» Exercises to complete
a – In the psychosurgery abstract, who performed Japan's first psychosurgical operation, and in what year?
b – Please repeat part of the psychosurgery abstract word for word, starting with "Nihon ishigaku zasshi. [Journal" and going on through "Ishigaku Zasshi. 1993;39(2):217-22.".

» Excerpted passage
——
[History of psychosurgery].

Nihon ishigaku zasshi. [Journal of Japanese history of medicine]

PubMedID: 11639762

Fujikura I. [History of psychosurgery]. Nihon Ishigaku Zasshi. 1993;39(2):217-22.
In 1935, Egas Moniz inaugurated a surgical procedure in the treatment of certain psychoses. By interrupting some of the connections between the prefrontal lobes and other parts of the brain, some benefits were brought to the psychotic individuals. He reported 20 cases of these procedures. The treatment of chronic psychotic patients by prefrontal leucotomy or lobotomy, was spread throughout the world by Walter Freeman. In Japan the psychosurgical operation was performed in 1939 by Nakada using prefrontal lobotomy. In April 1959, the 15th General Assembly of the Japan General Congress was held in Tokyo and the subject "Functional brain surgery" was taken up at one of the plenary sessions. In the early years, numerous operations were performed upon chronic disturbed psychotic patients who had not been relieved by various other somatic treatments in mental hospitals. Following the development of psychopharmacotherapy since the middle part of the 1950s marked decline in the number of psychosurgical operations was observed. Now this surgery has been interrupted because of the continued trouble faced by psychosurgery in Japan. Why did such a popularity and then a decline of psychosurgery occur in this short term?
——
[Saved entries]
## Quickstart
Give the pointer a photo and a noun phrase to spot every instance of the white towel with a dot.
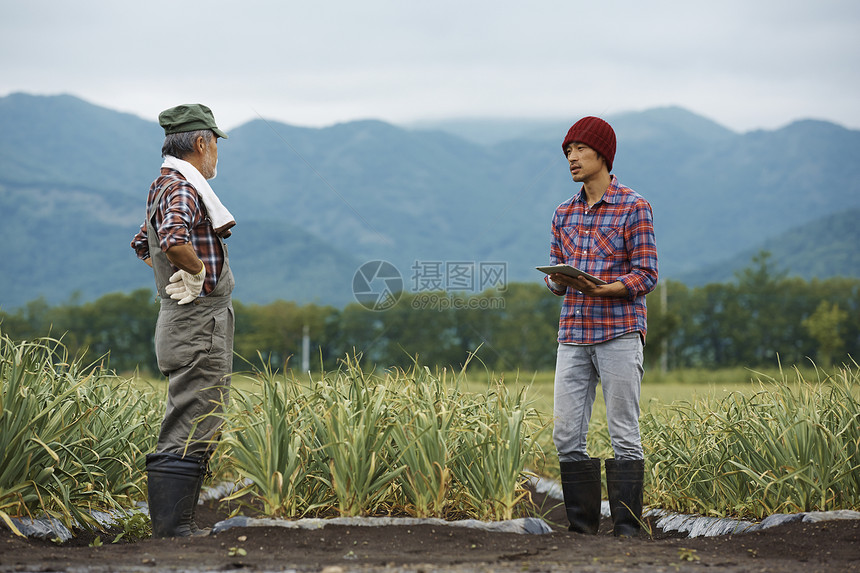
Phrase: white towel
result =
(220, 217)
——
» Answer section
a – Nakada, in 1939.

b –
Nihon ishigaku zasshi. [Journal of Japanese history of medicine]

PubMedID: 11639762

Fujikura I. [History of psychosurgery]. Nihon Ishigaku Zasshi. 1993;39(2):217-22.